Text:
#####
- Born: Denis Alekseevich Gorbunov 28 July 1977 Chelyabinsk, Chelyabinsk Oblast, Russian SFSR, Soviet Union
- Died: 26 March 2006 (aged 28) SIZO-1, Chelyabinsk, Chelyabinsk Oblast, Russia
- Cause of death: Suicide by hanging
- Other name: "The Ad Killer"
- Convictions: Murder Robbery Theft Assault Drug possession
- Criminal penalty: Life imprisonment (murders) 8 years (other convictions)

Details
- Victims: 5
- Span of crimes: 2004–2005
- Country: Russia
- State: Chelyabinsk
- Date apprehended: 27 May 2005

= Denis Gorbunov =

Russian serial killer (1977–2006)

Denis Alekseevich Gorbunov (Russian: Денис Алексеевич Горбунов; 28 July 1977 – 26 March 2006), known as The Ad Killer (Russian: Убийца по объявлению), was a Russian serial killer who murdered five women during robberies in Chelyabinsk from December 2004 to May 2005. Convicted and sentenced to life imprisonment for his crimes, he killed himself two days after his conviction.

== Early life ==
Little is known about Gorbunov's early life, other than the fact that he was born in Chelyabinsk on 28 July 1977. In the early 1990s, due to the social and economic turmoil brought on by the dissolution of the Soviet Union, the Gorbunov family experienced financial struggles. By the mid-1990s, Gorbunov lost all interest in pursuing an education and turned to a life of crime, developing a drug addiction in the process. During the remainder of the 1990s, he would be repeatedly arrested on charges of theft, assault, robbery and drug possession. For one of these convictions, he was found guilty and trial and sentenced to 8 years imprisonment.

In early 2004, Gorbunov was granted parole and released, whereupon he returned to Chelyabinsk. As he was a convicted felon, he struggled to find a decent job and resorted to doing low-skilled labour and odd jobs. By mid-2004, he resumed his drug habits, and due to the financial difficulties that brought on, he decided to start robbing people. Not long after, he started murdering his victims.

==Murders, investigation, and arrest==
As victims, Gorbunov chose women aged 21 to 27, whom he contacted through newspaper advertisements in Iz Ruk v Ruki and Tumba. Posing as a buyer, he arranged meetings with the victims either in one of the local parks or at their apartments, where he would then attack them if there were no witnesses around. Gorbunov would either strangle his victims with a rope or stab them numerous times with a knife - one of his victims was reportedly stabbed 96 times. After killing the victim, he would steal money, jewellery, cell phones and other valuables, which he would then exchange or sell for drugs.
#####
Task objective: Pick up the Denis Gorbunov article after its last sentence and continue it. The entries are separate material and have no connection to the Denis Gorbunov article.
#####
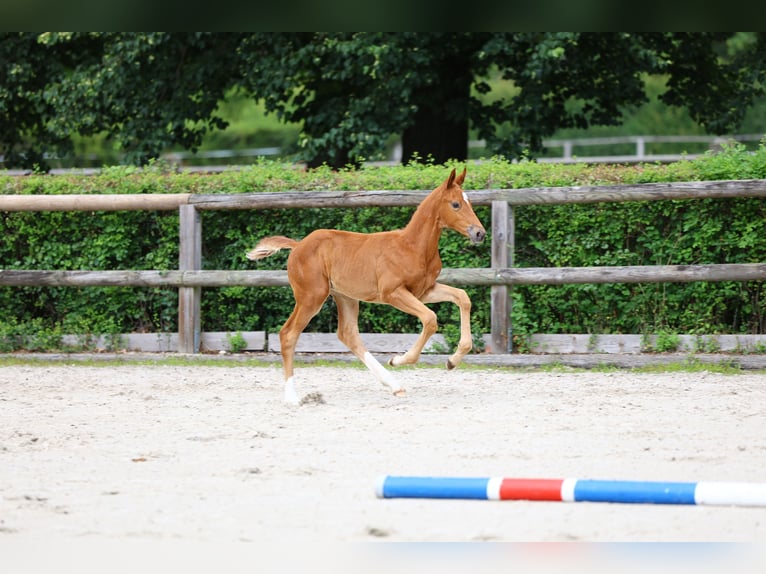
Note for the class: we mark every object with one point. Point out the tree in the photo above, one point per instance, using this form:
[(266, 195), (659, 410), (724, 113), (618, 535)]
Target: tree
[(352, 91)]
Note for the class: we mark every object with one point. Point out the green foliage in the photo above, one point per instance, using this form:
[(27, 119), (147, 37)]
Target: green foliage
[(236, 342), (633, 233), (351, 91)]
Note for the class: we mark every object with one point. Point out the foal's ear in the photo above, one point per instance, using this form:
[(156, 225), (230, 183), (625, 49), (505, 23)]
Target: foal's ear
[(450, 179), (461, 178)]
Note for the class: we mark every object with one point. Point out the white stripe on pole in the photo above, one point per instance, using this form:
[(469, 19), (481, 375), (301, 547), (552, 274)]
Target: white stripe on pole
[(730, 493)]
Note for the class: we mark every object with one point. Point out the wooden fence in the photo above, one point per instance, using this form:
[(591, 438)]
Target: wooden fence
[(190, 278)]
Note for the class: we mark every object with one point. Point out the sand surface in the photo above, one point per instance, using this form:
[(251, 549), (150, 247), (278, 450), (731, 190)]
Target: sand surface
[(208, 454)]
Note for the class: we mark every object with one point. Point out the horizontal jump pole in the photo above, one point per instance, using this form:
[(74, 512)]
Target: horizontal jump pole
[(573, 490), (94, 202), (468, 276), (522, 196), (309, 199)]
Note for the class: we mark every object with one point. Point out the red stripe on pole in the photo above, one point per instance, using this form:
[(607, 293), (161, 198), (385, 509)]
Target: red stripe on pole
[(531, 489)]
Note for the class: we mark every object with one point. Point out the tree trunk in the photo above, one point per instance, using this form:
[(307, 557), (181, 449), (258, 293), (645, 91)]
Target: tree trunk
[(440, 127)]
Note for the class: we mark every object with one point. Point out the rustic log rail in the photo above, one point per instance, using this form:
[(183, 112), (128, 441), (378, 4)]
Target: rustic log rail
[(189, 278), (467, 276)]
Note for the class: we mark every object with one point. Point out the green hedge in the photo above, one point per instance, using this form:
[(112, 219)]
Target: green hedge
[(634, 233)]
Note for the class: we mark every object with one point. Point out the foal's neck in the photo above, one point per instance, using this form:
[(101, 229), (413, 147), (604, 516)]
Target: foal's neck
[(424, 228)]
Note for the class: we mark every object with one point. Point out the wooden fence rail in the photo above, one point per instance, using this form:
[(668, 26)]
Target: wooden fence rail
[(189, 278)]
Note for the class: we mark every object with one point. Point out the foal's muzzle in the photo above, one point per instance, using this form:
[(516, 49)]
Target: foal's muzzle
[(476, 234)]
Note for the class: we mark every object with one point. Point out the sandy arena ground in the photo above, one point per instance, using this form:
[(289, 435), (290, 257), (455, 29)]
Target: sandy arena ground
[(211, 454)]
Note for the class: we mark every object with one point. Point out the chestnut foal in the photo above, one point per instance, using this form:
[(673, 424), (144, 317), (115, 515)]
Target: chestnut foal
[(398, 268)]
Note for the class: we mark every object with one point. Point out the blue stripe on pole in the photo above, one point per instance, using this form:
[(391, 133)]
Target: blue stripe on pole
[(628, 491), (434, 487)]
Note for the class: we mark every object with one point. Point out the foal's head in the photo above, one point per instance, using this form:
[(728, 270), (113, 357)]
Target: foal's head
[(455, 211)]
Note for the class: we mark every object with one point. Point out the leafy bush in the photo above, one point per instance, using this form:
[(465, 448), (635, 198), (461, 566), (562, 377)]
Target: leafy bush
[(633, 233)]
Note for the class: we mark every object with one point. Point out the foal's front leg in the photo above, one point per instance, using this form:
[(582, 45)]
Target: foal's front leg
[(440, 293), (348, 333), (407, 302)]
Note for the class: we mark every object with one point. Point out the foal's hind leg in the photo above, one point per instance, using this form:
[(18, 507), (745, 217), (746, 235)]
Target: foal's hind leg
[(308, 302), (348, 333)]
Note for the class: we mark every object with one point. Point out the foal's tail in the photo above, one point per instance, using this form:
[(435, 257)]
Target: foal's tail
[(270, 245)]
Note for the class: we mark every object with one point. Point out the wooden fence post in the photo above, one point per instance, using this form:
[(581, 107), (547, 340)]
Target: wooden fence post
[(189, 298), (502, 257)]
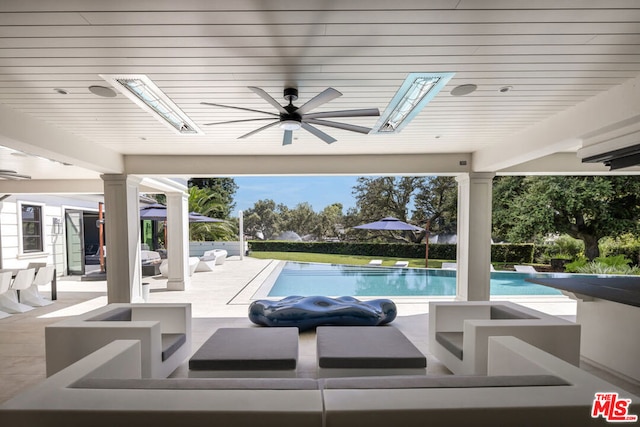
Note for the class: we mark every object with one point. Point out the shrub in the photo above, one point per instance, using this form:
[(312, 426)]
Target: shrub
[(500, 253)]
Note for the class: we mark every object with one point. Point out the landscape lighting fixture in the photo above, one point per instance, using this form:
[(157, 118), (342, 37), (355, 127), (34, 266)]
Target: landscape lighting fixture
[(416, 91), (141, 90)]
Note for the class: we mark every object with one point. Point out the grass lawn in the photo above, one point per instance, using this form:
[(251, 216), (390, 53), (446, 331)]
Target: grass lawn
[(344, 259)]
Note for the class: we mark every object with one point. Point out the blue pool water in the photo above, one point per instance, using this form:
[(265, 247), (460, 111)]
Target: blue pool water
[(306, 279)]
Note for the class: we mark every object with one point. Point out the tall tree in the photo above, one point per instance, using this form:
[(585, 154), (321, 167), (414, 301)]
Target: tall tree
[(225, 188), (263, 219), (330, 221), (584, 207), (207, 202), (437, 203), (387, 196), (301, 219)]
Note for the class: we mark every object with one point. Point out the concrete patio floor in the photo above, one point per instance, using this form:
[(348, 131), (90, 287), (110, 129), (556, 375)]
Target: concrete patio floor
[(219, 299)]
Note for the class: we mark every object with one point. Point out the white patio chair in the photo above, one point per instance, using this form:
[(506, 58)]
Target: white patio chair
[(31, 296), (5, 283), (9, 300)]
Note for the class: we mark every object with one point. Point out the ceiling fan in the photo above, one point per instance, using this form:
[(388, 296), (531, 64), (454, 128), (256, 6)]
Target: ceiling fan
[(291, 118)]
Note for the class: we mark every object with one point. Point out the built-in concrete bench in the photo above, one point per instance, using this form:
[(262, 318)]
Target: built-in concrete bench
[(163, 329), (366, 350), (247, 352), (525, 387)]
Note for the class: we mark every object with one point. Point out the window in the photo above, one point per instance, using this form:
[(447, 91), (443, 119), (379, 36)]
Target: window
[(31, 228)]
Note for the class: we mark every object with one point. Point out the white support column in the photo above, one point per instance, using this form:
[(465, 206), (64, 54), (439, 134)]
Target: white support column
[(241, 233), (178, 241), (122, 226), (474, 236)]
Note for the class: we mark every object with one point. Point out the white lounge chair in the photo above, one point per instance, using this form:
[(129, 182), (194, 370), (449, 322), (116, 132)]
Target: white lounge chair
[(525, 269), (9, 301), (31, 296)]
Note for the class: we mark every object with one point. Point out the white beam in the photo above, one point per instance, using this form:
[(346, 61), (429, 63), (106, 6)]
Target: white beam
[(564, 164), (394, 164), (24, 133), (52, 186), (565, 131)]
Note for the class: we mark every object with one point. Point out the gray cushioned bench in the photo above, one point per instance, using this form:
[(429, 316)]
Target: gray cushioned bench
[(366, 350), (247, 352)]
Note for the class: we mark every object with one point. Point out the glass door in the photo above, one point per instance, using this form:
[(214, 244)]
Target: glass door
[(75, 242)]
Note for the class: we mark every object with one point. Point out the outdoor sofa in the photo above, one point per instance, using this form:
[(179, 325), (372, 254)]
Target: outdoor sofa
[(525, 386)]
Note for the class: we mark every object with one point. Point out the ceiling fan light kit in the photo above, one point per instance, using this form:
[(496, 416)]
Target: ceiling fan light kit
[(291, 118)]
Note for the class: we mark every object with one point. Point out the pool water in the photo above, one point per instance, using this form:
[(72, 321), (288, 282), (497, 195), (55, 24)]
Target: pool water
[(306, 279)]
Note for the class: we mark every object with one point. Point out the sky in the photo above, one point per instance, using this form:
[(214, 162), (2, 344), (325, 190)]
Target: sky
[(318, 191)]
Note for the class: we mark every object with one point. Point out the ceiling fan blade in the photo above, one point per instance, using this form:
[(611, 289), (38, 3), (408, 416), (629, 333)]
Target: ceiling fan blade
[(287, 139), (239, 108), (317, 132), (259, 129), (264, 95), (321, 98), (237, 121), (345, 126), (365, 112)]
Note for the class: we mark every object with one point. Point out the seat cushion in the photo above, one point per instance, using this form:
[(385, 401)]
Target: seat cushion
[(171, 343), (452, 341), (444, 381), (122, 314), (199, 383), (368, 347), (248, 349)]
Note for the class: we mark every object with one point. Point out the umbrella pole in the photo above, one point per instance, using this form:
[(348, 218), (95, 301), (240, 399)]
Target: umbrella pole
[(426, 244)]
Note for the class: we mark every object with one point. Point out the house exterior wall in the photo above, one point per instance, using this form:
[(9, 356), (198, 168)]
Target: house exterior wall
[(54, 244)]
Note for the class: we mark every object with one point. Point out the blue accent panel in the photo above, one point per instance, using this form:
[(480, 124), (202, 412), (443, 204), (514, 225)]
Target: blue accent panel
[(309, 312)]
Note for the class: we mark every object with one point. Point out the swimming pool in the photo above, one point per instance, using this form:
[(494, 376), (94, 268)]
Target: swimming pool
[(306, 279)]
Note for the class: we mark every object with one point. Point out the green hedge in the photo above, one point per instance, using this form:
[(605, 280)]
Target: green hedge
[(499, 253)]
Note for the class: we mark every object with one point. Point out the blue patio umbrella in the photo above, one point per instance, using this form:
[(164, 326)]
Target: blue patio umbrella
[(389, 223), (158, 212)]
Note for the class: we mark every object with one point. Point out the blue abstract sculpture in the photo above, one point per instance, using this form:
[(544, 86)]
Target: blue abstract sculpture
[(309, 312)]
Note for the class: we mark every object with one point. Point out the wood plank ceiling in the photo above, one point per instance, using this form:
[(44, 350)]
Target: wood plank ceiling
[(551, 54)]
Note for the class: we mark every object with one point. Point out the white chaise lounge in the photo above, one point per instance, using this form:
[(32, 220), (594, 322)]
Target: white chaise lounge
[(210, 259), (163, 329)]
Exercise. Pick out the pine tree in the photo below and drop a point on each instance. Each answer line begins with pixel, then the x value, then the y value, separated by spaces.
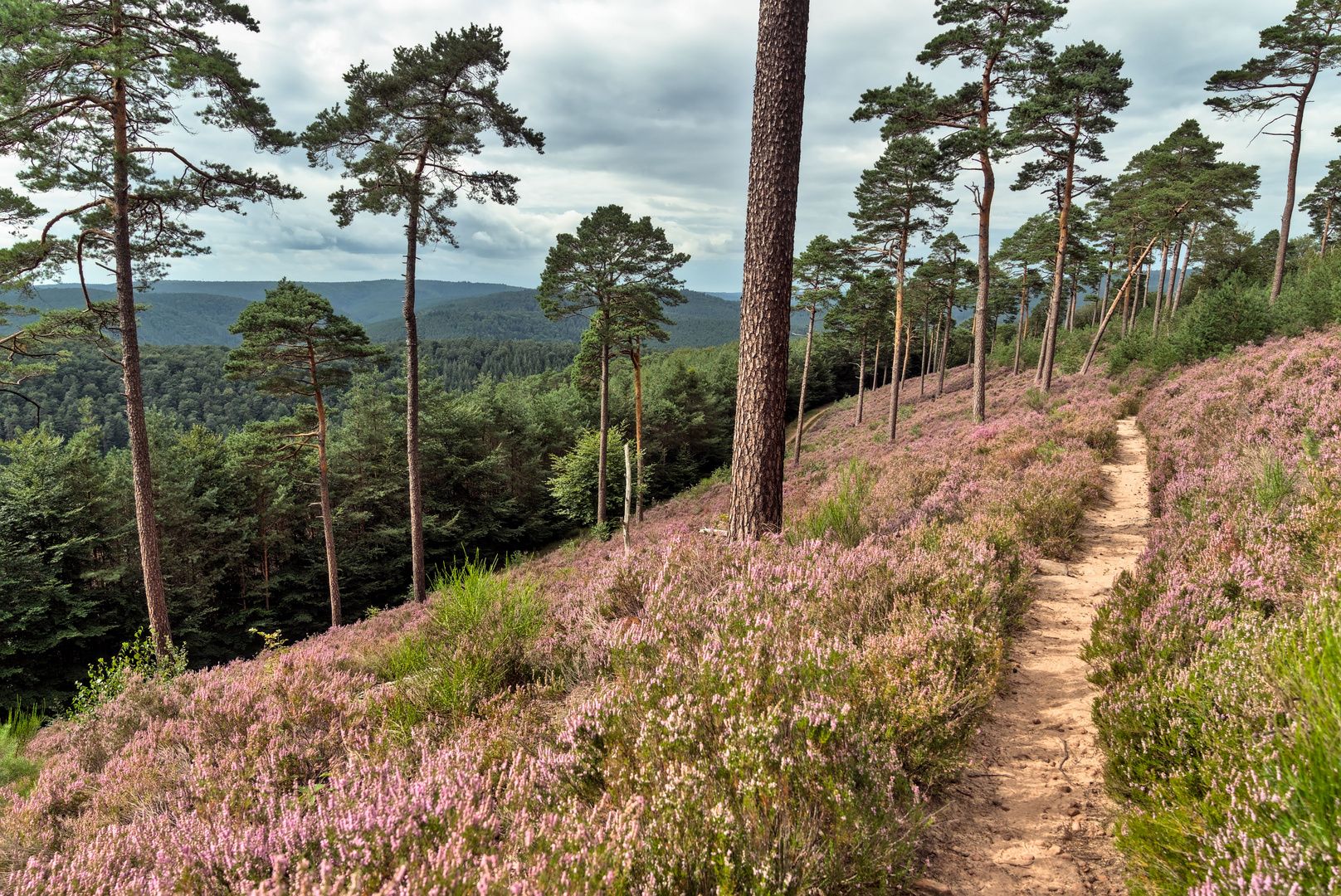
#####
Written response:
During the course of the investigation, authorities quickly established that the perpetrator introduced himself as a potential buyer to the victims, most of whom posted advertisements for the sale of wedding dresses. In addition to a dedicated task force, the investigation was aided by local police and other divisions of the Department of Internal Affairs. Eventually, law enforcement officials decided to post fake advertisements in order to lure the killer, and on 17 May 2005, Gorbunov was arrested when he met and attempted to attack an undercover police officer.

After his arrest, the officers seized a bag from Gorbunov, in which they found an issue of Tumba, a knife, a rope and payphone cards. He was then brought to the police station, where Gorbunov soon confessed to the murders and described them in detail. In total, he admitted to 8 robberies, five of which were fatal.

==Trial and suicide==
The trial began in early 2006. On 22 March 2006, the Chelyabinsk Regional Court found him guilty on all charges and sentenced Gorbunov to life imprisonment. Only two days later, Gorbunov was found dead in his cell at SIZO-1, having hanged himself with a sheet tied to the cell's window bars. He left behind a suicide note, in which he stated that the murders were committed out of personal greed and that he asked forgiveness from the victims' relatives.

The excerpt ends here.